There’s another fix though, they can roll the safeties over (perhaps with Eisworth starting at FS) and recreate the inverted Tampa 2 structure when they want it by asking their weakside backer to become a sort of DB/LB hybrid and their boundary corner into a CB/S hybrid that can play as a deep 1/2 safety.
They lose some disguise and versatility with all of this though unless McDonald can occasionally split out wide and apply his absurd athleticism/size combination. There’s not much question of whether he could physically, but it’s a lot to learn on top of everything else. It also asks quite a bit of everyone else, so he’d better be worth it as an attacking piece around the box. You’re trading the offense always knowing that he’ll end up around the box and his likely blitz paths for the consolation that at least he’s always around the box.
We’ve seen other teams aim to arrive at this same outcome. Oklahoma was somewhat successful doing this for Erik Striker and wildly unsuccessful doing it for Caleb Kelly excepting the B12 title game of 2018 when they caught Texas with him at Sam like a right hand lead.
Texas has a simpler solution in their defense that’s already an obvious path as a result of their inherent hybridization of the weakside linebacker. Their solution is to move their hybrid guy, Joe Ossai, to that rover ILB spot.
□ □ □ □ □
§ **Tasks to perform**:
**A.** In the football defense text, which player does Texas move to the rover ILB spot?
**B.** In the records, copy out the part that opens with the line containing "written like (703,433)." and closes with the line containing "Target: black nose", keeping both of those lines and every line between them unchanged.

§ **Supplied information**:
□ □ □ □ □
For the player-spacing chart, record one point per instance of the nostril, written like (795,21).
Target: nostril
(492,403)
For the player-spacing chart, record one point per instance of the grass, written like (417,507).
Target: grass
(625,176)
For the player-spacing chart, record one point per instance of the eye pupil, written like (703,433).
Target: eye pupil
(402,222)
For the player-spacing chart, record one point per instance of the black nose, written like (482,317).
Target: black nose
□ □ □ □ □
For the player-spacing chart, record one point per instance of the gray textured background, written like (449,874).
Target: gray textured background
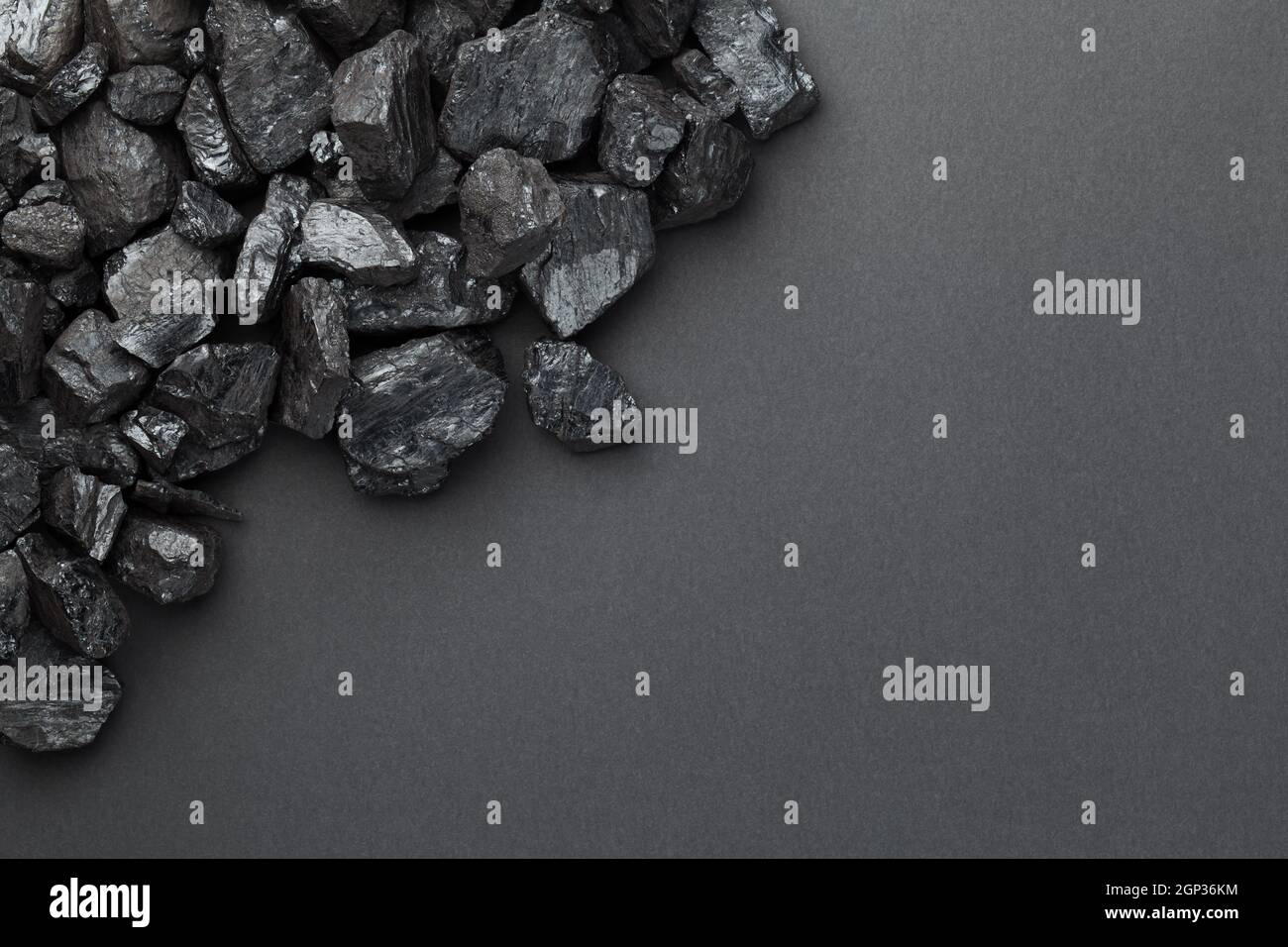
□ □ □ □ □
§ **Solutions to each task**:
**A.** Joe Ossai

**B.**
For the player-spacing chart, record one point per instance of the eye pupil, written like (703,433).
Target: eye pupil
(402,222)
For the player-spacing chart, record one point per instance of the black nose, written like (482,317).
Target: black nose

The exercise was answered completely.